_PROBLEM REQUIREMENTS:_ Edit the entries below so that "keypoint" becomes "marker" everywhere, leaving the rest unchanged. Reproduce the edited entries without the pictures.

[BEGIN RECORD LIST]

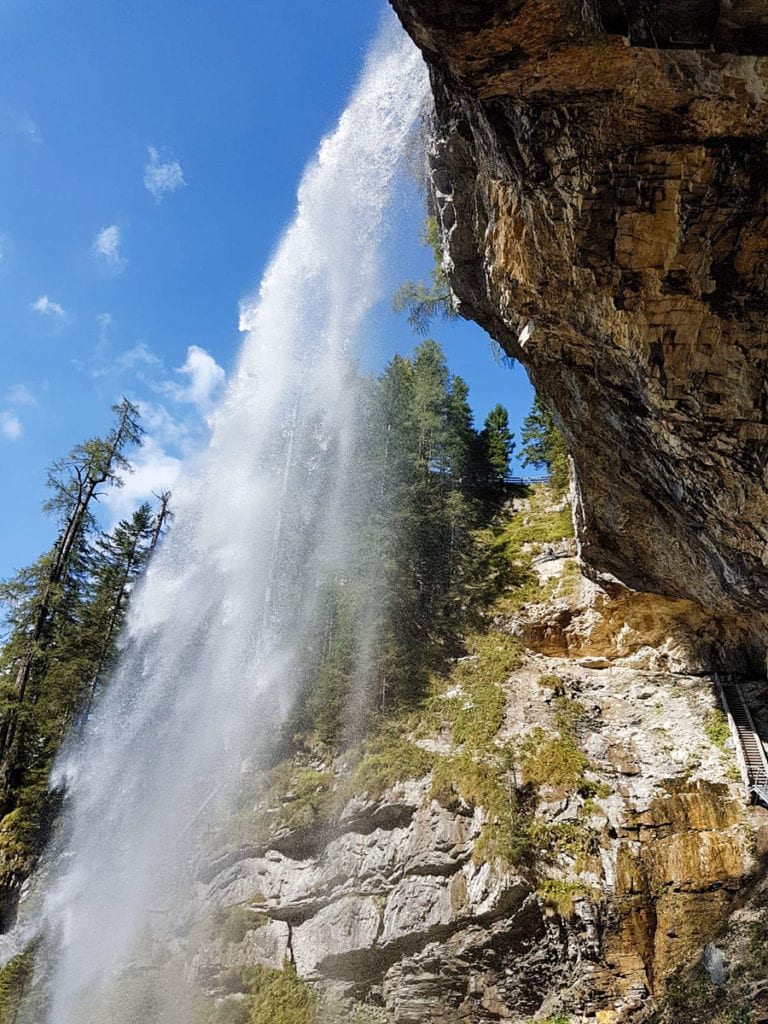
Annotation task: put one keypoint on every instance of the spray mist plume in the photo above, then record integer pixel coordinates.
(212, 653)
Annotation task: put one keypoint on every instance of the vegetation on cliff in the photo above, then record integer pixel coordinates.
(62, 616)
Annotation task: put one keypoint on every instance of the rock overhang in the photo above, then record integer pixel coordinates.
(602, 187)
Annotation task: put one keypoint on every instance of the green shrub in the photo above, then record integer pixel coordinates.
(388, 757)
(716, 728)
(553, 760)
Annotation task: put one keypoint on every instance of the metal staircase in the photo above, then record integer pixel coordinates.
(749, 745)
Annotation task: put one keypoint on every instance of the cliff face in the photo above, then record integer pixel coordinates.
(570, 836)
(601, 177)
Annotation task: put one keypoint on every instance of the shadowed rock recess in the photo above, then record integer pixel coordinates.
(600, 173)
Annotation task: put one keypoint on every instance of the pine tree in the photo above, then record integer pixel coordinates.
(543, 444)
(425, 300)
(118, 560)
(498, 442)
(75, 482)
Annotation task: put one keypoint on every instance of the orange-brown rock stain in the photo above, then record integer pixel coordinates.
(680, 864)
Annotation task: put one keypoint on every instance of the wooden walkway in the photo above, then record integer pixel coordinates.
(749, 747)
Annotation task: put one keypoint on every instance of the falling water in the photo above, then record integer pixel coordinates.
(216, 634)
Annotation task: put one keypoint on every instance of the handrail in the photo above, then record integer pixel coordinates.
(754, 770)
(737, 748)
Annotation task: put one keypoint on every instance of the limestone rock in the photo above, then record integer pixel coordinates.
(601, 182)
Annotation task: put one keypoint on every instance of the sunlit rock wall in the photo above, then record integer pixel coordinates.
(601, 175)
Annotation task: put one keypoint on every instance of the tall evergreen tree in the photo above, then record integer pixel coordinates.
(423, 301)
(75, 482)
(543, 444)
(498, 442)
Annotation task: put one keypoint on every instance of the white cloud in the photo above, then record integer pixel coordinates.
(162, 177)
(20, 395)
(10, 426)
(139, 355)
(154, 471)
(205, 380)
(28, 127)
(104, 322)
(48, 308)
(107, 249)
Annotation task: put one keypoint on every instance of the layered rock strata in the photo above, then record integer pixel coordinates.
(600, 176)
(397, 909)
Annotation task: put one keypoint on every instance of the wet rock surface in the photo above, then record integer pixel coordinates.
(601, 179)
(655, 854)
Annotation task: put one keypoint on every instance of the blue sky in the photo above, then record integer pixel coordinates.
(150, 156)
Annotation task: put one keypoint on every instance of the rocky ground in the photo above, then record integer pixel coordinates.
(614, 844)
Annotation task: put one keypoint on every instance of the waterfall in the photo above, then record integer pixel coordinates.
(212, 653)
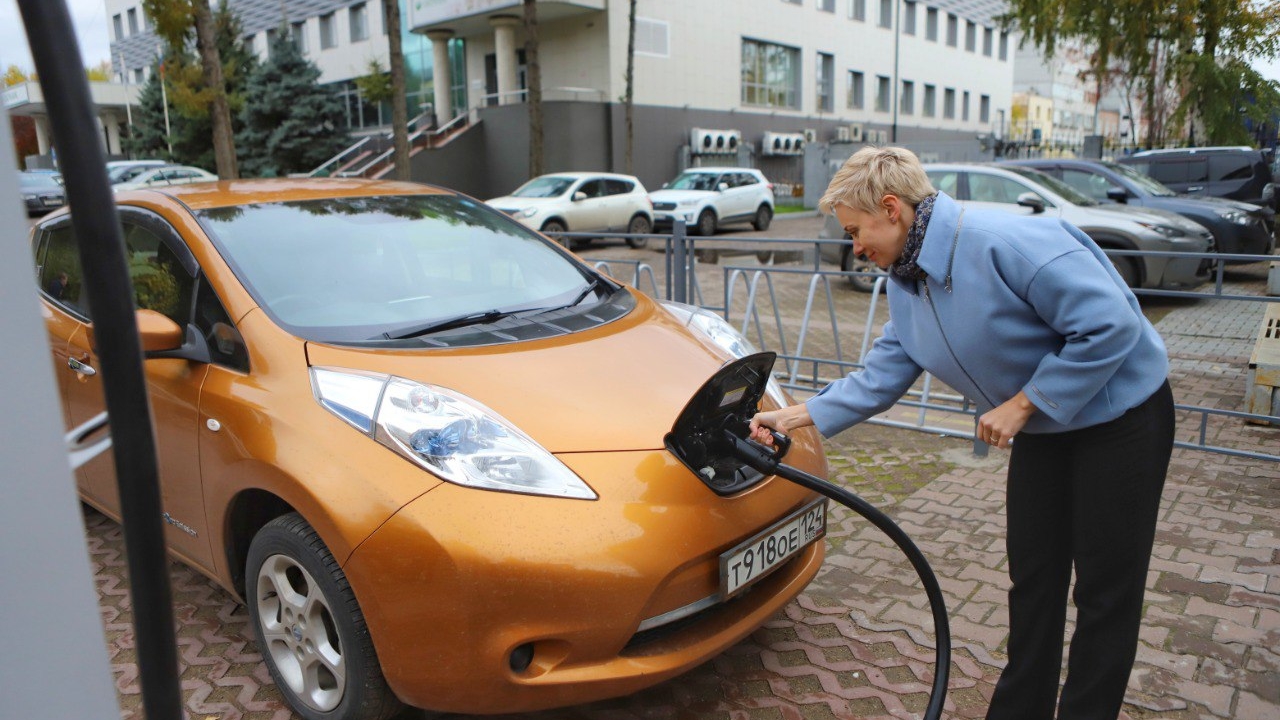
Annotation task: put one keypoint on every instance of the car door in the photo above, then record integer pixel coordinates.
(163, 274)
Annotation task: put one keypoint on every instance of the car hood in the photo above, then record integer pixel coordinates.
(615, 387)
(680, 195)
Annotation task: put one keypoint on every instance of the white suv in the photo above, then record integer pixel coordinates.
(581, 203)
(708, 197)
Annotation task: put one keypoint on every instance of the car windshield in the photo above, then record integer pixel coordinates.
(694, 181)
(1146, 182)
(355, 268)
(40, 181)
(1068, 192)
(545, 186)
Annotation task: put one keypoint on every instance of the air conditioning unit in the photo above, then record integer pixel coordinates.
(714, 141)
(782, 144)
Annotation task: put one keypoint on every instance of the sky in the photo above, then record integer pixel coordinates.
(91, 30)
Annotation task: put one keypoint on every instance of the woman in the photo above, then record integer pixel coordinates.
(1025, 317)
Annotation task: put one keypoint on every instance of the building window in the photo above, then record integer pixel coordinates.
(826, 72)
(653, 37)
(771, 74)
(328, 31)
(882, 90)
(856, 90)
(359, 22)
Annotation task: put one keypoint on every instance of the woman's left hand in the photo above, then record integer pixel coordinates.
(999, 427)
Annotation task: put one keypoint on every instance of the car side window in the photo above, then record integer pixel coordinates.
(58, 269)
(991, 188)
(1230, 167)
(945, 181)
(1089, 183)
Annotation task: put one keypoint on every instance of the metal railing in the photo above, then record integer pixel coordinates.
(809, 328)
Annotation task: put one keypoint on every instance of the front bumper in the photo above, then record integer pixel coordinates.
(461, 578)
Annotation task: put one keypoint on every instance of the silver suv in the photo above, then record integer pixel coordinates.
(709, 197)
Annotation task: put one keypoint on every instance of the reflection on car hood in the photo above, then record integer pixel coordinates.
(616, 387)
(677, 195)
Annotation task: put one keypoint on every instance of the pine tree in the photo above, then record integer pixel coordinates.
(291, 123)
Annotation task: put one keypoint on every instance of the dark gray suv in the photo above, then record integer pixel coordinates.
(1238, 227)
(1239, 173)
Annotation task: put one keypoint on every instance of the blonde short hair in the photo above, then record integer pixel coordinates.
(872, 173)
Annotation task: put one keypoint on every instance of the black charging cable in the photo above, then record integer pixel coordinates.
(769, 463)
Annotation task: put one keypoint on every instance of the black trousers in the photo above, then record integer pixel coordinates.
(1087, 500)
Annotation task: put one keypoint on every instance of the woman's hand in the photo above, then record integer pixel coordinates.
(999, 427)
(784, 420)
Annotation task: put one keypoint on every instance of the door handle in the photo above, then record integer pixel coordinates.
(81, 367)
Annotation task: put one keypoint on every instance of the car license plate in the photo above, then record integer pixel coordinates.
(760, 555)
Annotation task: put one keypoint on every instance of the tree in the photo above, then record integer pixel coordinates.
(535, 90)
(400, 112)
(291, 123)
(177, 22)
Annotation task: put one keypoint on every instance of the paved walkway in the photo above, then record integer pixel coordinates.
(858, 643)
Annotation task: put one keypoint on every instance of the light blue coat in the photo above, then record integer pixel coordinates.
(1010, 302)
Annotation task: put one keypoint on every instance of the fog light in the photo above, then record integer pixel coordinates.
(521, 657)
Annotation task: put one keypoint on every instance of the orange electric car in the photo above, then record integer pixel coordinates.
(425, 446)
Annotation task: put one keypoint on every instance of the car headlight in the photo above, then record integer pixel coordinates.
(1237, 217)
(723, 335)
(1168, 231)
(446, 433)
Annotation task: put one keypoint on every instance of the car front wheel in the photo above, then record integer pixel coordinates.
(310, 629)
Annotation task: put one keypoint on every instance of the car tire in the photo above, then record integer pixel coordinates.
(705, 226)
(763, 217)
(849, 263)
(309, 627)
(639, 224)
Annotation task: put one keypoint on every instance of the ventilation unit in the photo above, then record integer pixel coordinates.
(714, 141)
(782, 144)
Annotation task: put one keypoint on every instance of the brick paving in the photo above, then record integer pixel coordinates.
(858, 642)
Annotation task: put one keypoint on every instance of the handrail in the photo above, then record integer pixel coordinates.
(338, 156)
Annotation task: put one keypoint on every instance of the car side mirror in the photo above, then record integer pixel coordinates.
(1031, 200)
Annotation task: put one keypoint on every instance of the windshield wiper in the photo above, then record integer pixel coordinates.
(449, 323)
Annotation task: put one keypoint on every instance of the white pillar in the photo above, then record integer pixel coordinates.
(504, 49)
(443, 74)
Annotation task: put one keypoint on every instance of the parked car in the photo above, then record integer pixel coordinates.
(581, 203)
(122, 171)
(164, 176)
(1239, 173)
(712, 197)
(1237, 227)
(1027, 191)
(41, 191)
(425, 445)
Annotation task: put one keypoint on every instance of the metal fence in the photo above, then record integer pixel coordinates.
(821, 329)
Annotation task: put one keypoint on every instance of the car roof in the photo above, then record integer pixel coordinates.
(225, 194)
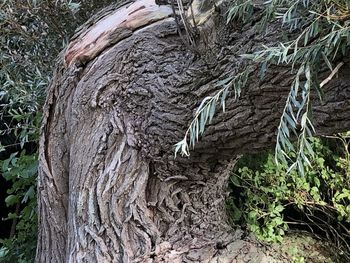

[END RECORD LIST]

_SOLUTION TO THIS TASK:_
Annotation task: put one marker on every instance of the spray mist plume in the photo above, then record integer pixel coordinates.
(212, 653)
Annotation task: put one marker on every instance of the vegetation on cliff in the photo above, then record integer pixel coordinates.
(62, 616)
Annotation task: put one marker on every instance of the rock overhang in the photo above, then record integer pixel coordinates.
(602, 187)
Annotation task: put one marker on every instance of the green shrub in the photo above, then record integer pixel coordinates.
(388, 757)
(716, 728)
(553, 760)
Annotation task: put one marker on every instance of the metal staircase in the photo above, then record integer pixel coordinates.
(749, 745)
Annotation task: put one marker on every instance of the cliff face in the photo above, then record integer pixel coordinates.
(570, 836)
(601, 177)
Annotation task: put one marker on every instance of the shadowed rock recess in the photo above, then record integer pixel coordinates.
(600, 173)
Annotation task: put one marker on every instance of the pine tree in the photo above, then record integer pixel coordinates.
(543, 444)
(425, 300)
(118, 560)
(498, 442)
(75, 482)
Annotation task: put one marker on every instance of the orange-brown rock stain in the photo above, then record integer pixel coordinates.
(680, 864)
Annotation task: put one marker on every instance of the wooden walkway in the photo above, then record integer pixel coordinates.
(749, 747)
Annotation task: put one marker on every instance of the falling water in the photo above, then record integer pixel coordinates.
(216, 634)
Annotation task: put one marker on every instance of the handrail in the photo above, then record integer pixel coordinates.
(754, 770)
(737, 748)
Annotation task: put one marker on every instance of the limestone rock in the photo above, then record integer pixel coordinates.
(601, 182)
Annotation task: put one marker on every instance of the sunlit rock wall in the photo above, then record integer pixel coordinates.
(601, 175)
Annotation task: put one marker on every instance of the tall evergreen tree in the photo above, then record integer pixel coordinates.
(423, 301)
(75, 482)
(543, 444)
(498, 442)
Annotation task: put one marker on every instance of the white cloud in the photo above, then record integer pixel coordinates.
(162, 177)
(20, 395)
(10, 426)
(139, 355)
(154, 471)
(205, 380)
(28, 127)
(104, 322)
(48, 308)
(107, 249)
Annotation task: put one marker on every instance of the layered rock strata in the photo above, then record integer pixel coordinates.
(600, 176)
(397, 909)
Annotation task: put one marker on every instance of the wet rock surface in the photo above, then record integer pixel coordinates.
(601, 179)
(655, 854)
Annotation task: put one marker on every instance of the blue sky in the photo above, then record integer pixel coordinates.
(150, 156)
Annotation task: put one marker on every instance of the rocky ground in the photo above, then record integer pixel coordinates.
(614, 844)
Annotation task: put one marker on every instance of the waterfall in the photo above, then record integer pixel coordinates.
(212, 653)
Annotation task: put one marker on every instance of the car door in the photo above, then record integer pixel coordinates.
(163, 274)
Annotation task: put one marker on every instance of the car hood in the photo above, then record integer pixel coordinates.
(615, 387)
(680, 195)
Annotation task: put one marker on every instance of the white suv in the photo above, then record integer pixel coordinates.
(581, 203)
(708, 197)
Annotation task: put one marker on every instance of the car windshield in the photo above, then record integer pixel coordinates.
(694, 181)
(1146, 182)
(355, 268)
(40, 181)
(1068, 192)
(545, 186)
Annotation task: put one marker on every instance of the air conditioning unit in the photo above, then record integer pixel coordinates.
(714, 141)
(782, 144)
Annotation task: put one marker on every instance of the sky in the photo above, then record integer pixel coordinates.
(91, 30)
Annotation task: put one marker on every instance of the woman in the photo above, then record integer pixel coordinates.
(1025, 317)
Annotation task: put one marker on every instance of the building window in the photo above, then record integer pixel coordinates.
(826, 72)
(653, 37)
(771, 74)
(328, 31)
(882, 90)
(856, 90)
(359, 22)
Annotation task: put one marker on every instance of the woman's left hand in the photo above, then record integer pixel coordinates.
(999, 427)
Annotation task: put one marker on every instance of the car side window in the photo above, then record integer pixel coordinates.
(58, 269)
(991, 188)
(1230, 167)
(945, 181)
(1089, 183)
Annotation task: put one marker on every instance of the metal railing in the photo above, then record integer pixel coordinates.
(809, 328)
Annotation task: put one marker on every instance of the front bumper in the photo above, then record integer pixel coordinates.
(461, 578)
Annotation task: put one marker on every instance of the silver suv in the photo above, then record integer pixel coordinates.
(709, 197)
Annotation task: put one marker on every instance of the reflection on car hood in the photo above, then record integer pixel coordinates.
(616, 387)
(677, 195)
Annotation task: put one marker on every instance of the pine tree in the photo above, then record integer pixel coordinates.
(291, 123)
Annotation task: put one marker on every instance of the dark gray suv in the photo above, then record integer pixel coordinates.
(1238, 227)
(1239, 173)
Annotation task: put one marker on every instance of the blonde short hair in the photo above, then record integer pixel coordinates.
(872, 173)
Annotation task: put one marker on every instance of the black charging cable in the photo above, then record integer pixel coordinates.
(769, 463)
Annotation task: put one marker on every instance of the black trousers in the photo above, then record integer pixel coordinates.
(1087, 500)
Annotation task: put one marker on every instance of the woman's hand in the photo above, then record integer pixel coordinates.
(999, 427)
(784, 420)
Annotation task: put one marker on every instance of the door handle in the photo above, then record integer pixel coordinates.
(81, 367)
Annotation task: put one marker on every instance of the car license plate in the photo above, then record integer pixel coordinates.
(760, 555)
Annotation task: put one marker on every instance of the tree in the photo above, then record integer pixel coordinates.
(535, 90)
(400, 112)
(291, 123)
(177, 22)
Annotation task: put one marker on every instance of the paved walkway in the photo above, then record integer pixel coordinates.
(858, 643)
Annotation task: put one marker on every instance of the light blue coat in the photo above, then record integer pixel coordinates.
(1010, 302)
Annotation task: put one marker on every instance of the fog light in the photo above, then record integer pixel coordinates.
(521, 657)
Annotation task: put one marker on every instance of the orange electric car in the photo above, then record integer pixel coordinates.
(425, 446)
Annotation task: put one marker on every instance of the car headlight in the photo above, then record integer pixel coordinates.
(1237, 217)
(723, 335)
(1168, 231)
(446, 433)
Annotation task: put one marker on every instance of the car front wheel in the photo above, then record integer pixel coordinates.
(310, 629)
Annotation task: put one marker on every instance of the car tire in the photo above, then record integer pixel coordinates.
(705, 226)
(763, 217)
(849, 263)
(309, 627)
(639, 224)
Annotation task: put one marker on every instance of the ventilation unit in the photo above, then record integer pixel coordinates.
(714, 141)
(782, 144)
Annotation task: put one marker on every instance of the brick paving in the photo above, then record integer pixel coordinates.
(858, 642)
Annotation task: put one marker on every instance of the handrail in the photo above, then record integer pixel coordinates.
(338, 156)
Annotation task: put one marker on every instance of the car side mirror in the photo above, then record integer pixel coordinates.
(1031, 200)
Annotation task: put one marker on every instance of the windshield wiper in the photo above, then record integer pixel coordinates.
(449, 323)
Annotation task: put one marker on every instance of the white pillar in the photo above, then record integer pixel coordinates.
(504, 49)
(443, 74)
Annotation task: put one marker on every instance of the parked car in the photo above, then record integer pixel coordinates.
(581, 203)
(122, 171)
(164, 176)
(1239, 173)
(712, 197)
(1237, 227)
(1027, 191)
(41, 191)
(425, 445)
Annotation task: put one marker on every instance of the metal fence in the photo above, then record integer pixel coordinates.
(821, 329)
Annotation task: put one marker on every instance of the car roof in the photo above, then record integer pixel coordinates.
(225, 194)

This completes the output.